--- start SELECTED PASSAGE ---

The salesmanship is justified in this case, though. The drafters note that the polar expanse constitutes the nexus between two strategic regions, the Indo-Pacific and Europe. Surface traffic can traverse northern routes for more of each year as the ice recedes. More merchant ships will avail themselves of time- and cost-saving voyages between Asia and Europe. Acquisitive seafarers might even try extracting natural resources from the water or seabed.
Military forces will follow inexorably. Now as ever, the flag follows trade. The United States and its NATO allies fronting on the polar sea can either join in or find themselves left behind. This is the unwritten conceit underlying the Department of the Air Force Arctic Strategy.
Russia was the first mover in polar climes. Moscow has invested lavishly (relative to its modest means) in ships and infrastructure to monitor and control its northerly ramparts. Communist China now styles itself a “near-Arctic” power and aspires to chart a “polar Silk Road,” a regular trade route to Europe complete with way stations to support vessels making their way through regional seaways.
More than ever, the Bering Strait, the western entryway to the Arctic Ocean, promises to act as a conduit for commercial and naval shipping traveling hither and yon between the Pacific and Atlantic. Alaska, then, constitutes a strategic frontier for the United States. Its Aleutian chain stands athwart access from the Pacific high seas to the Arctic. It occupies the eastern shore of the Bering Strait, facing Siberia. The Northwest Passage, one of the existing passageways through the Arctic, skirts along the northern Alaskan and Canadian coastlines.
Let’s classify and critique the Arctic Strategy for fun on a steamy day far to the south. First of all, the document’s geographic content sets the heart aglow. It declares in effect that the Arctic commands both offensive and defensive value for the United States. On the offensive side, Alaska’s location helps the U.S. military surmount the tyranny of distance. The state “offers the quickest flight access to strategic locations across the Pacific region and western Russia.” Small wonder U.S. Air Force bombers oftentimes sortie from airfields in Alaska to cruise over the Western Pacific.

--- end SELECTED PASSAGE ---
--- start RECORD EXCERPTS ---

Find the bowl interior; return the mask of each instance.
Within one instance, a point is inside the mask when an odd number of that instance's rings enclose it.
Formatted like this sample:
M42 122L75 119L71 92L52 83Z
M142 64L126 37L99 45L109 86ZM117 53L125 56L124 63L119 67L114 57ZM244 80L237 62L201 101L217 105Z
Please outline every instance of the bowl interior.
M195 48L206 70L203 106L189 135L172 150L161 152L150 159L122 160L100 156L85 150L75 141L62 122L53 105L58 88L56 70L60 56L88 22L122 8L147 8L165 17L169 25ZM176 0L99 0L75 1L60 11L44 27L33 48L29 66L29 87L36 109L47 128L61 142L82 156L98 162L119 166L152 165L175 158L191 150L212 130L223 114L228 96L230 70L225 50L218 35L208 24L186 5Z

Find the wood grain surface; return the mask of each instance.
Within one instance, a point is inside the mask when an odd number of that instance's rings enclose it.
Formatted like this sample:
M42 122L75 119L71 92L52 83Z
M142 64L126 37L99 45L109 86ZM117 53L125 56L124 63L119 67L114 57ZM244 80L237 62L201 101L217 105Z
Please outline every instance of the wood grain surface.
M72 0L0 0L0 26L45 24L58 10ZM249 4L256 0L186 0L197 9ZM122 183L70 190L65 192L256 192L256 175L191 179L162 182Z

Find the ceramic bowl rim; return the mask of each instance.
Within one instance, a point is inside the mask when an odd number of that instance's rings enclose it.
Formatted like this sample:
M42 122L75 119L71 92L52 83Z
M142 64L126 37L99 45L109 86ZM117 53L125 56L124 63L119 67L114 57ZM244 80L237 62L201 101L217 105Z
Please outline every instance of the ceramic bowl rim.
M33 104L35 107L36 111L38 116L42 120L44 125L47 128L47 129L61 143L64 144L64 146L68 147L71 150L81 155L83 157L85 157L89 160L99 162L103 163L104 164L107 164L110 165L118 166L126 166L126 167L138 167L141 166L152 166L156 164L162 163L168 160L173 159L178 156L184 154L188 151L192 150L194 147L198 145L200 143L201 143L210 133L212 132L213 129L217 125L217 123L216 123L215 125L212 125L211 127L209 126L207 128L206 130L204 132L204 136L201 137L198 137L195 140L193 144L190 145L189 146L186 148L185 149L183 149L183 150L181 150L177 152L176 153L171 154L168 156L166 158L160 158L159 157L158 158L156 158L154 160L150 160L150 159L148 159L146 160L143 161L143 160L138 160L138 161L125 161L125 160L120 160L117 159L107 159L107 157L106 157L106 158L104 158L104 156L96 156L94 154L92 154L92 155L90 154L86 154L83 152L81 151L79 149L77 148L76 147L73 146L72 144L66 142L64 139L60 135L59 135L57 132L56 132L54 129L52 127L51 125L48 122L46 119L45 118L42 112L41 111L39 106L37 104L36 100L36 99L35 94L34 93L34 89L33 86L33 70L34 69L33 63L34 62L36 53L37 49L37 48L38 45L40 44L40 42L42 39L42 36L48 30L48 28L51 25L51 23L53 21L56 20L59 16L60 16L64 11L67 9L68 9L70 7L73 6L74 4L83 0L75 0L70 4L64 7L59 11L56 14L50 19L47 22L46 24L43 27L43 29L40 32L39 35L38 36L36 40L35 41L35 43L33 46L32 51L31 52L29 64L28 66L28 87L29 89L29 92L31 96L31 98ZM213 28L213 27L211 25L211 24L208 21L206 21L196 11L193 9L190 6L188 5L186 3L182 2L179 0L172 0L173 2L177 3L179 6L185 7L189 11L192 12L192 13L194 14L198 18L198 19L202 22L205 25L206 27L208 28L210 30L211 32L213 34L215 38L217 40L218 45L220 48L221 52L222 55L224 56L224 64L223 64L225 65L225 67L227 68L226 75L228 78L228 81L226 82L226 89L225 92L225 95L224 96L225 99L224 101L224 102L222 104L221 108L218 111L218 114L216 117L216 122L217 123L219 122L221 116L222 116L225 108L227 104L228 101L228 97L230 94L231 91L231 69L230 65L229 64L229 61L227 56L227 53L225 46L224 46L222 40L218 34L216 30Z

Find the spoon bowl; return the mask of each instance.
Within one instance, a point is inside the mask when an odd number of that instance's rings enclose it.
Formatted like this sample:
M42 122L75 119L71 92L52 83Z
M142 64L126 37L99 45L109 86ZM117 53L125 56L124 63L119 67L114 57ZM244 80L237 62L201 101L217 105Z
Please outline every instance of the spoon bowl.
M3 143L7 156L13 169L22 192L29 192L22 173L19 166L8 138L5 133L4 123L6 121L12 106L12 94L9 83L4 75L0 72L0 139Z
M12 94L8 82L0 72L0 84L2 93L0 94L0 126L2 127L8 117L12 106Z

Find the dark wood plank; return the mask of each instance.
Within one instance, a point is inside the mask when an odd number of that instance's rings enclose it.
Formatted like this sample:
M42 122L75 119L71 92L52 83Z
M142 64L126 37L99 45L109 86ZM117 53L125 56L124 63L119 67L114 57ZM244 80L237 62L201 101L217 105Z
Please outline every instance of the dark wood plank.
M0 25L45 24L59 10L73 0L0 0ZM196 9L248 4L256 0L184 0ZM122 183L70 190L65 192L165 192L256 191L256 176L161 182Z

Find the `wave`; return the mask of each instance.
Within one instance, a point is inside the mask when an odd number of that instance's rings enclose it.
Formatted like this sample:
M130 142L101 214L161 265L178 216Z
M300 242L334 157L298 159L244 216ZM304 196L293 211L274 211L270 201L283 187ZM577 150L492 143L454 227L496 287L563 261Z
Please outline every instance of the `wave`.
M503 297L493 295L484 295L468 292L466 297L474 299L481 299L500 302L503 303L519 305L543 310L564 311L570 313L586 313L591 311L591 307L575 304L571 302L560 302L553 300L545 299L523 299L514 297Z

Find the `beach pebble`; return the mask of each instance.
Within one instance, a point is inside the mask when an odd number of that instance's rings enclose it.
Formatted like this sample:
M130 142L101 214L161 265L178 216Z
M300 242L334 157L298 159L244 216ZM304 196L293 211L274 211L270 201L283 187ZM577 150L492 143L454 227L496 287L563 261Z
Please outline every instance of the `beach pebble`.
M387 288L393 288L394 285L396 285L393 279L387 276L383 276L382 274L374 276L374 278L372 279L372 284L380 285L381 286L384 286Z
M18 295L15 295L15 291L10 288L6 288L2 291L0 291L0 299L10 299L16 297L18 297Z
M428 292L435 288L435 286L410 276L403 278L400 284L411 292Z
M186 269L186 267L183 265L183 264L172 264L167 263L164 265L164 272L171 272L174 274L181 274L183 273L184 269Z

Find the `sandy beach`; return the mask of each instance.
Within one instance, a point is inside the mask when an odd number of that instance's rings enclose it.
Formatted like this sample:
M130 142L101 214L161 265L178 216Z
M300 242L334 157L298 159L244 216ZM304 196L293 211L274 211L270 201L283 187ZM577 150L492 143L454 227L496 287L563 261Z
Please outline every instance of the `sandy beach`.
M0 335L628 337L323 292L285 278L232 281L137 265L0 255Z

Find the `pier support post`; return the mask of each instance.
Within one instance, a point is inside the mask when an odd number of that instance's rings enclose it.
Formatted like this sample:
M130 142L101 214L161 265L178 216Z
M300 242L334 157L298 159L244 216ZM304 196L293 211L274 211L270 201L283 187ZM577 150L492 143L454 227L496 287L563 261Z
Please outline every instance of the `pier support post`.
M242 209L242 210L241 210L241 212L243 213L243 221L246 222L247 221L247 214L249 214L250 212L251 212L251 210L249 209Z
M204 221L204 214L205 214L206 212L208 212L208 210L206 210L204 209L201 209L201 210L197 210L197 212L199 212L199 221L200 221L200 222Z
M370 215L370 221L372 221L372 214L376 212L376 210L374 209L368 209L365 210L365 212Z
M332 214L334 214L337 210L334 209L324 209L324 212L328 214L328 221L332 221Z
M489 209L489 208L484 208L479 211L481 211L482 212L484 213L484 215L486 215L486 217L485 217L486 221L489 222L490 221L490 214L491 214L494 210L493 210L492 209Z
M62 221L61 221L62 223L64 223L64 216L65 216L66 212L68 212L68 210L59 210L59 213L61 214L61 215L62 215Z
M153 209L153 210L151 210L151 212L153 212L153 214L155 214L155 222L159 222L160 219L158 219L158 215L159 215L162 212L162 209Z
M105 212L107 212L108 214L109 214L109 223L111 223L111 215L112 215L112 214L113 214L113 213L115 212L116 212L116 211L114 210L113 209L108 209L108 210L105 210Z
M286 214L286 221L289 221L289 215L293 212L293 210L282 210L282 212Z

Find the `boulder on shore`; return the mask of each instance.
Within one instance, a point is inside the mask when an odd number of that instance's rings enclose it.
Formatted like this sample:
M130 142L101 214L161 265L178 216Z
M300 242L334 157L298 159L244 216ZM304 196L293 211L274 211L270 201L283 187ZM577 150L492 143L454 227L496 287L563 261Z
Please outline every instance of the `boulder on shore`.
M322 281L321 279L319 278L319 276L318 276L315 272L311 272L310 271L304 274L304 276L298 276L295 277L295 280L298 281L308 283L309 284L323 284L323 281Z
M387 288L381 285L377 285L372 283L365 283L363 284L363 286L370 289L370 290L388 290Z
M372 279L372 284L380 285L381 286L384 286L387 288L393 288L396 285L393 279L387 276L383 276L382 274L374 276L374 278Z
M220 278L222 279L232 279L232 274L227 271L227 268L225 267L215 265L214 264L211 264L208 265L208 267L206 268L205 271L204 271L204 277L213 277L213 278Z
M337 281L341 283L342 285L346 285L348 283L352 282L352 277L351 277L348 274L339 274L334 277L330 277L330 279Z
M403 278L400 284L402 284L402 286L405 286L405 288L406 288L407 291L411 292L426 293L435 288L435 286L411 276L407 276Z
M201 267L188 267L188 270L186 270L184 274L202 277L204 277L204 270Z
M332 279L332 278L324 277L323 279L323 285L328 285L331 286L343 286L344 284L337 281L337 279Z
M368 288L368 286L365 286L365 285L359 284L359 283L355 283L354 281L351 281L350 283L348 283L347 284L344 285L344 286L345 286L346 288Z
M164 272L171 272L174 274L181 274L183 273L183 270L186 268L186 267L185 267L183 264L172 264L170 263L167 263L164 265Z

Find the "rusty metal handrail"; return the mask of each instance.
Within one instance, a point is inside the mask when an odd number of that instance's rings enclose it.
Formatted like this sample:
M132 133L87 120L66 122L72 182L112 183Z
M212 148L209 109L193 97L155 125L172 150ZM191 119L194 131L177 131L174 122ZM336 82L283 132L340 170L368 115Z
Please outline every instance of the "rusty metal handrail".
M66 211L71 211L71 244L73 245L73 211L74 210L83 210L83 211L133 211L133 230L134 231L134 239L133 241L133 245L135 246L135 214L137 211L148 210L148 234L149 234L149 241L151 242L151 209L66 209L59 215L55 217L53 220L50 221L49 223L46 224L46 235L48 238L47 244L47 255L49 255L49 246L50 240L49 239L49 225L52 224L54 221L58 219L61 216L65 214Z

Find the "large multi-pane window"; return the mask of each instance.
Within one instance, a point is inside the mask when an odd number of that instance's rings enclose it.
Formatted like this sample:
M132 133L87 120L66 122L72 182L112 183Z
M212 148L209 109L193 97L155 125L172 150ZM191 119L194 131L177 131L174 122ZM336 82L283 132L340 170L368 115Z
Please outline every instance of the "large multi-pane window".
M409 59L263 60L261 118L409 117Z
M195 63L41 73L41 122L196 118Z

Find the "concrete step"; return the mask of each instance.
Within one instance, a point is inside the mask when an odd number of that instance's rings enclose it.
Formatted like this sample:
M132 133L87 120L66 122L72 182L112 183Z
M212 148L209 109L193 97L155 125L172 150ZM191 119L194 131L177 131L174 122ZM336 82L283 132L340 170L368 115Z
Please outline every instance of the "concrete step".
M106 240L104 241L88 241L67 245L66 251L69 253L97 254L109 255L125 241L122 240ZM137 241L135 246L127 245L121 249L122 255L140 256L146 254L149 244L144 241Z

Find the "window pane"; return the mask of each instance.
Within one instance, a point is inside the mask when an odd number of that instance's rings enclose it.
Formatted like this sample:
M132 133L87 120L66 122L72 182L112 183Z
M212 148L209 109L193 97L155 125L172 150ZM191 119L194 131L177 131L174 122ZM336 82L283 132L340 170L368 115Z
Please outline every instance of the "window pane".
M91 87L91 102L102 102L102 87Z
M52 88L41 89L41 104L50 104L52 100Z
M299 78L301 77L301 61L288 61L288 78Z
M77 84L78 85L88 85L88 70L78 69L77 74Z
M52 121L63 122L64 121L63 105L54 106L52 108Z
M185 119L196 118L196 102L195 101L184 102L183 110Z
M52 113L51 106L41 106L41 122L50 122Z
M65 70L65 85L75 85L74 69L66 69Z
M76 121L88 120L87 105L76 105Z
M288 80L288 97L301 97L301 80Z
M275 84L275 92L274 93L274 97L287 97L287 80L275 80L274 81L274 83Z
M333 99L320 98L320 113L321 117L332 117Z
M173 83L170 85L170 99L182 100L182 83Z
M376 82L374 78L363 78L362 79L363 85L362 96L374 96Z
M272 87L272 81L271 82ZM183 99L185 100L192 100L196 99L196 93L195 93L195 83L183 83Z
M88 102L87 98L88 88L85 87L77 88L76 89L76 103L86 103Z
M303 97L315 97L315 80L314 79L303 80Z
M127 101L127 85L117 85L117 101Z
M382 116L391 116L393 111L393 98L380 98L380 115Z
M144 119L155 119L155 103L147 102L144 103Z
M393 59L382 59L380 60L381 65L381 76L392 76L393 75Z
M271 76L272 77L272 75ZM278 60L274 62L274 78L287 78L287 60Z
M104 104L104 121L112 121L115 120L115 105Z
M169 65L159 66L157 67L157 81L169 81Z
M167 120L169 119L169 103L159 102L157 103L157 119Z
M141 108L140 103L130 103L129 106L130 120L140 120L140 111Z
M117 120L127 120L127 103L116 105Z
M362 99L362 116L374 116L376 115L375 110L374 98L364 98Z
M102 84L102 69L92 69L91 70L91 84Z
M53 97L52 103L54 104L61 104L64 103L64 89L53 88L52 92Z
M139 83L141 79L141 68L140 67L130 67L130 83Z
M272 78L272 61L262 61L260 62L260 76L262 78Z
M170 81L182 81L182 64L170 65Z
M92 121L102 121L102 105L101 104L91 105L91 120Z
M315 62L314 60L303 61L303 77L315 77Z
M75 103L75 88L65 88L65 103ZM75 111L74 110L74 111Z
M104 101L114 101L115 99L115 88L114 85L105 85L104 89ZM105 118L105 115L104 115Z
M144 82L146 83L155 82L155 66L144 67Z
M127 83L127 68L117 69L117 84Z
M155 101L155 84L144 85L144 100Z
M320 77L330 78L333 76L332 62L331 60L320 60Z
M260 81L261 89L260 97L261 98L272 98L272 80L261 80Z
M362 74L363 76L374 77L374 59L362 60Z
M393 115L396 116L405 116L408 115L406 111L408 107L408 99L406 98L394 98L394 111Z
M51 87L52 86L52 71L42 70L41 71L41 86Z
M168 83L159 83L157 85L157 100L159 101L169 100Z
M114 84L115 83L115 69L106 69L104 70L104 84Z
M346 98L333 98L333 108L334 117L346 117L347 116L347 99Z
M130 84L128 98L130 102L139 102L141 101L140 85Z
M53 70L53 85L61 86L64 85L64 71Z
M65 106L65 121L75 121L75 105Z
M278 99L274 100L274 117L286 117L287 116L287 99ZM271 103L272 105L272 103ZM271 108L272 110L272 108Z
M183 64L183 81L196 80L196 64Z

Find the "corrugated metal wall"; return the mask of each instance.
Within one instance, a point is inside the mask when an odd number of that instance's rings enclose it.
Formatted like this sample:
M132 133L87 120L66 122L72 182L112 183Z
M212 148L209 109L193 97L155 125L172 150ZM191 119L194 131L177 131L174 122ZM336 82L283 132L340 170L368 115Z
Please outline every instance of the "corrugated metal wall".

--- end RECORD EXCERPTS ---

SHORT TASK A ::
Answer these questions from the passage on Arctic strategy:
(i) Which two strategic regions does the polar expanse connect?
(ii) What kind of trade route does China aspire to chart?
(iii) Which passageway skirts along the northern Alaskan and Canadian coastlines?
SHORT TASK B :: Set down the passage on Arctic strategy word for word, starting at "The salesmanship is" and ending at "Force Arctic Strategy.".
SHORT TASK C ::
Do these statements agree with the passage on Arctic strategy? Answer yes or no for each, quoting the words that decide it.
(i) Russia was the first mover in polar climes.
(ii) The Bering Strait is the eastern entryway to the Arctic Ocean.
(iii) U.S. Air Force bombers sometimes fly from Alaska to cruise over the Western Pacific.
The lines have no role in any of the tasks.

COMPLETE OUTPUT A ::
(i) The Indo-Pacific and Europe.
(ii) A "polar Silk Road," a regular trade route to Europe.
(iii) The Northwest Passage.

COMPLETE OUTPUT B ::
The salesmanship is justified in this case, though. The drafters note that the polar expanse constitutes the nexus between two strategic regions, the Indo-Pacific and Europe. Surface traffic can traverse northern routes for more of each year as the ice recedes. More merchant ships will avail themselves of time- and cost-saving voyages between Asia and Europe. Acquisitive seafarers might even try extracting natural resources from the water or seabed.
Military forces will follow inexorably. Now as ever, the flag follows trade. The United States and its NATO allies fronting on the polar sea can either join in or find themselves left behind. This is the unwritten conceit underlying the Department of the Air Force Arctic Strategy.

COMPLETE OUTPUT C ::
(i) Yes: "Russia was the first mover in polar climes."
(ii) No: "the Bering Strait, the western entryway to the Arctic Ocean"
(iii) Yes: "U.S. Air Force bombers oftentimes sortie from airfields in Alaska to cruise over the Western Pacific."